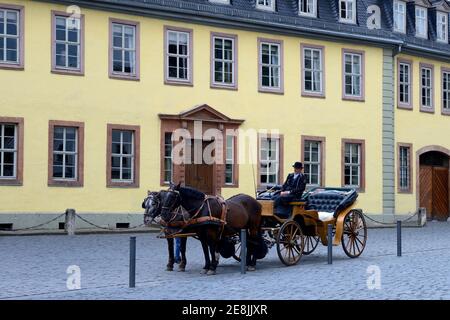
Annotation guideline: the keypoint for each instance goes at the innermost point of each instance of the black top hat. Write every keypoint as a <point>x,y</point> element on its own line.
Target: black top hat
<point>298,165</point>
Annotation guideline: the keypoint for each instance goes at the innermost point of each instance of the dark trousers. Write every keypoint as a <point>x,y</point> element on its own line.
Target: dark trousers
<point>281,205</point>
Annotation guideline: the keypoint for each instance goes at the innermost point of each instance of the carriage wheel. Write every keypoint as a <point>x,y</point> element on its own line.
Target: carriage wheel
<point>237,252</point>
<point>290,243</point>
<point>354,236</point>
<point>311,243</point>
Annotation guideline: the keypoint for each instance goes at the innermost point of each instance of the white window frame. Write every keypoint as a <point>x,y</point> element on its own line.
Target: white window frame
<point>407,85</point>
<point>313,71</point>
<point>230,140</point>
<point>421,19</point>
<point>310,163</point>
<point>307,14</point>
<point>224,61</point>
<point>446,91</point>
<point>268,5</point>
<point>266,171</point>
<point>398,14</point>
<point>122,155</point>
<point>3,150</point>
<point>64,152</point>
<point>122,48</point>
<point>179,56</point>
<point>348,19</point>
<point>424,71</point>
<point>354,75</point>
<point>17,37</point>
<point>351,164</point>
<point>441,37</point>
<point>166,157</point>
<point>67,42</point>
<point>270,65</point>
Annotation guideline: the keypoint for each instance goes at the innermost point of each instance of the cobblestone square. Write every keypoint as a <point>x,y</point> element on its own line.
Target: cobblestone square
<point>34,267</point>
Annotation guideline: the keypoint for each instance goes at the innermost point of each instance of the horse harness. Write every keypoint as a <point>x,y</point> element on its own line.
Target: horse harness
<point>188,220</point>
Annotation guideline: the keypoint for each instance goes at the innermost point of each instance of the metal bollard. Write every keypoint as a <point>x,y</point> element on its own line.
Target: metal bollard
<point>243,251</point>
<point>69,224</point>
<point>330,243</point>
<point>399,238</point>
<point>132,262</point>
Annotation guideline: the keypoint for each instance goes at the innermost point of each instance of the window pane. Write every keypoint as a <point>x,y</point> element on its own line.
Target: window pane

--

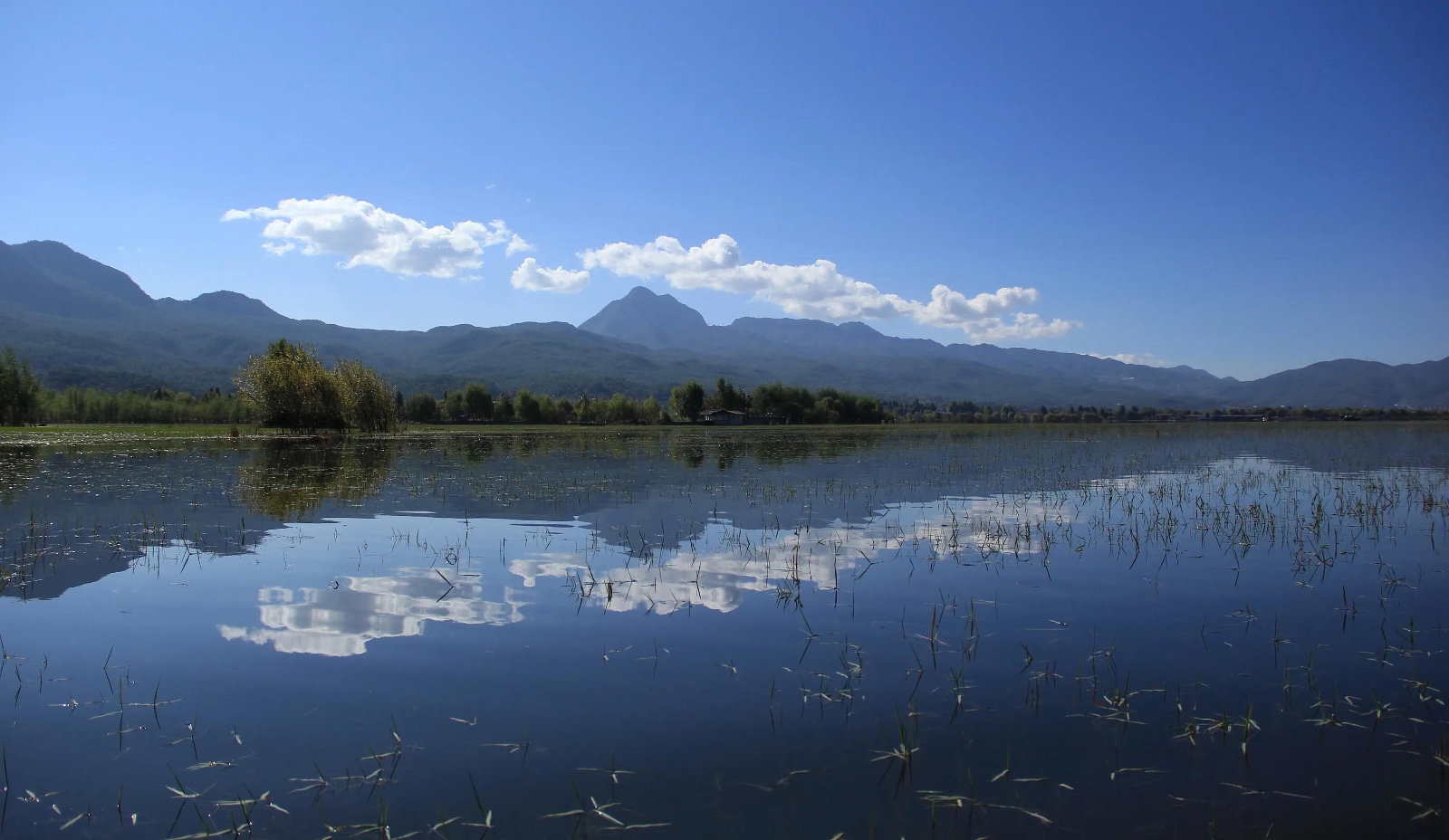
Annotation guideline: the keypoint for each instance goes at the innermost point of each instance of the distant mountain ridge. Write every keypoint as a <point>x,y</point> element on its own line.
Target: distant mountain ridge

--

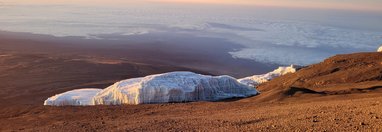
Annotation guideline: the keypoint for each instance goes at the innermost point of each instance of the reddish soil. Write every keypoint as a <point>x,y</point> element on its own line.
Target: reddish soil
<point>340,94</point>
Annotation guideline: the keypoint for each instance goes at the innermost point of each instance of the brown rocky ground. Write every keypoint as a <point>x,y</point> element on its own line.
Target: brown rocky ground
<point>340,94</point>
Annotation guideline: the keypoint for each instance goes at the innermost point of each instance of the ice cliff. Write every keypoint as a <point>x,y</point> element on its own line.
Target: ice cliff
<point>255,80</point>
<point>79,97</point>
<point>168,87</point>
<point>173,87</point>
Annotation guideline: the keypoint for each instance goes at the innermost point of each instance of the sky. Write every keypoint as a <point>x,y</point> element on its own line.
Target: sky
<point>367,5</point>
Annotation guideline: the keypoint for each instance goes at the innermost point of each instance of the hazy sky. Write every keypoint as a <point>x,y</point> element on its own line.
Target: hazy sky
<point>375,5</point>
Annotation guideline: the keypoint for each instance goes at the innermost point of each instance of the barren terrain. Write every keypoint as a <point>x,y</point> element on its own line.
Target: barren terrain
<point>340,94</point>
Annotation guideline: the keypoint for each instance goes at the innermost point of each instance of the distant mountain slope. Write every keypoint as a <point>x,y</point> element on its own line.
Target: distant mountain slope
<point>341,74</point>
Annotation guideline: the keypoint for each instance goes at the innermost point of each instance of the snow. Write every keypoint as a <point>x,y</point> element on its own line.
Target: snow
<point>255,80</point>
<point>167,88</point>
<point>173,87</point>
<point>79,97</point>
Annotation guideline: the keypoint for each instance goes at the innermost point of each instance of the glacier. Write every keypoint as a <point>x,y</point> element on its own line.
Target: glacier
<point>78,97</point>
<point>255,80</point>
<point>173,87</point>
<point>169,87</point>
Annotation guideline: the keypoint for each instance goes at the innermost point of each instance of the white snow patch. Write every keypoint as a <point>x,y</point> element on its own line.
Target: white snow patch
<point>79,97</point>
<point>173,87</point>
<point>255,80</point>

_Work instructions_
Reproduce verbatim every line from the one containing "of the cobblestone" through the one containing "<point>34,267</point>", including both of those lines.

_Response_
Annotation guideline: the keypoint for each instance goes at the innermost point of each instance of the cobblestone square. Write every keypoint as a <point>x,y</point> element on its own line.
Target: cobblestone square
<point>34,267</point>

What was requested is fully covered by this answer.